(Collected data entries)

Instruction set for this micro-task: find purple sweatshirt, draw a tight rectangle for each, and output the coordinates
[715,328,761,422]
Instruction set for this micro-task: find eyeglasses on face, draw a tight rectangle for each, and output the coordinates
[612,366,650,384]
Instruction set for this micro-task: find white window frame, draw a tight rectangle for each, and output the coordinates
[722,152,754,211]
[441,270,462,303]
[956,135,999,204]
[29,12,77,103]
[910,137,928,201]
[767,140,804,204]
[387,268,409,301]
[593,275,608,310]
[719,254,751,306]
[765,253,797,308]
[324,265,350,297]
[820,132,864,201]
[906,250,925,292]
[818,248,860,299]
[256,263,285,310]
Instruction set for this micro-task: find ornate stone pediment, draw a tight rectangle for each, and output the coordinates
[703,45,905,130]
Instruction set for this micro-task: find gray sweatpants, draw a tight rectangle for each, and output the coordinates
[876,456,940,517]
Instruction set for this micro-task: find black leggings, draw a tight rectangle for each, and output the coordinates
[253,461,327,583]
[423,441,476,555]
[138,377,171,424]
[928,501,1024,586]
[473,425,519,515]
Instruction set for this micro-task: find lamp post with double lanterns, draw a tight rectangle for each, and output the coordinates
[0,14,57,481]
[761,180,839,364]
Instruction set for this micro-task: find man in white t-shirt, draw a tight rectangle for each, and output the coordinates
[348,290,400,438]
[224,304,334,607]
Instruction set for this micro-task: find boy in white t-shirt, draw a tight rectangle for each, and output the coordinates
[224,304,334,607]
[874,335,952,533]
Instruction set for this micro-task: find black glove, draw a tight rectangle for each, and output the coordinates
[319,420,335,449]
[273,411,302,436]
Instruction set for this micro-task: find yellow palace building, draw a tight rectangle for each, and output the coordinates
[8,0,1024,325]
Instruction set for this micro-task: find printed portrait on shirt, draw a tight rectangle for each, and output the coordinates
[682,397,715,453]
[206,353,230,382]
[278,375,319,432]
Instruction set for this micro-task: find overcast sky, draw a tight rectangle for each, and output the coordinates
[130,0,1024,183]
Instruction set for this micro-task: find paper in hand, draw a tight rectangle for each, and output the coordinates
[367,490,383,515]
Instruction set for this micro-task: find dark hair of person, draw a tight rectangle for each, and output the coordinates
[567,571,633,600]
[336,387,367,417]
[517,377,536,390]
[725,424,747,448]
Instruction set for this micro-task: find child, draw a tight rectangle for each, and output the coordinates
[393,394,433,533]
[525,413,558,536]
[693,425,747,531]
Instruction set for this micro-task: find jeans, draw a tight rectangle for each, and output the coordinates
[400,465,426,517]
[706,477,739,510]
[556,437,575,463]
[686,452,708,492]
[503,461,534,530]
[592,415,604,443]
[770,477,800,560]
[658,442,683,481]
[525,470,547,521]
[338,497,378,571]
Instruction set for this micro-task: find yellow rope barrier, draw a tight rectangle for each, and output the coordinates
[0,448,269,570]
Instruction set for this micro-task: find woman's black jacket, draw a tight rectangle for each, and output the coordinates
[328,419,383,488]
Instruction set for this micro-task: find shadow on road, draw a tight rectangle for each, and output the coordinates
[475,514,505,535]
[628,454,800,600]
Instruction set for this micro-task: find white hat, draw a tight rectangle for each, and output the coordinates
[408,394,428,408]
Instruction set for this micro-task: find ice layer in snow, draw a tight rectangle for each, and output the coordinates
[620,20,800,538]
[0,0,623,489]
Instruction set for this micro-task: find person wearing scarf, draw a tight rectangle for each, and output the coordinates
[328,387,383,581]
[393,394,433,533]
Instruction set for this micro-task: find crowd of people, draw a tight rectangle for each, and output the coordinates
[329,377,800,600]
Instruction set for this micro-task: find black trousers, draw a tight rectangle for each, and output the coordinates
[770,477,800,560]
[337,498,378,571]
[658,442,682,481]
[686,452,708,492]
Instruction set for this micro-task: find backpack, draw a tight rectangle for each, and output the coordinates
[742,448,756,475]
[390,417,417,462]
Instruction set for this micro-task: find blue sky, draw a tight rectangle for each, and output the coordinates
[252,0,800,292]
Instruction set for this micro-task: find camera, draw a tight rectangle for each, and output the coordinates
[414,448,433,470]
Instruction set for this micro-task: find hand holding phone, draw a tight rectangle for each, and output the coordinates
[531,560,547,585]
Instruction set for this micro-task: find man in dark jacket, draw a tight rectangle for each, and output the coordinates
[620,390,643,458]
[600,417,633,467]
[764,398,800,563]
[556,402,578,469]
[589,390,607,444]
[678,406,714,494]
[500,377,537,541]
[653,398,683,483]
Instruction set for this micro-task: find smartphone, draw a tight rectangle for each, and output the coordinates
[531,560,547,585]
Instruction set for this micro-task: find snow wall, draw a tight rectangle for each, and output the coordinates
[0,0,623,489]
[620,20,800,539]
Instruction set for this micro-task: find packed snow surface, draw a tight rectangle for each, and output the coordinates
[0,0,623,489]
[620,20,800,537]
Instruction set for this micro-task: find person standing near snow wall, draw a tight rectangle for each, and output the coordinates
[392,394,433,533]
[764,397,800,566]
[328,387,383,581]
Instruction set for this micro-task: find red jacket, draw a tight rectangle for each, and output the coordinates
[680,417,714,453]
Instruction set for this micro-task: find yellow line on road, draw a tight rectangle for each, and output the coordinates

To do –
Copy the listing lines between the one holding "Instruction set for this micro-task: find boy" and the one holding "[693,425,747,531]", inclusive, and swap "overcast sky" for "cloudy sky" while leaving everything else unchanged.

Task output –
Instruction set for this micro-task: find boy in white t-shirt, draw a tight rectangle for each, and output the coordinates
[224,304,334,607]
[874,335,952,533]
Instruction set for this micro-task: find black glove, draw a tight rectangle for each, and output the coordinates
[319,420,335,449]
[273,411,302,436]
Instruction set for this micro-task: find yellow palace building, draw a tight rectangle for each, and output the coordinates
[8,0,1024,325]
Instruction set for this micro-task: find printed portrait on shirt, draw a tight rectangle for each, and output the coordinates
[682,397,715,453]
[206,353,230,382]
[278,375,319,432]
Instruction set for this micro-task: find cloudy sky, draw a tight rectangle for each, and output the coordinates
[130,0,1024,183]
Instruction set for this micro-task: find paper in hand, draw a tight rectangle for each, and output the coordinates
[367,490,383,515]
Instruction set for this micro-task: find dark hair of person, draw a tight rectangle for each, and output the coordinates
[567,571,633,600]
[336,387,367,417]
[517,377,536,390]
[725,424,747,448]
Instruction set for this micro-task: find child, draw a tight rectangle for each, and output the coordinates
[393,394,433,533]
[525,413,558,536]
[693,425,747,531]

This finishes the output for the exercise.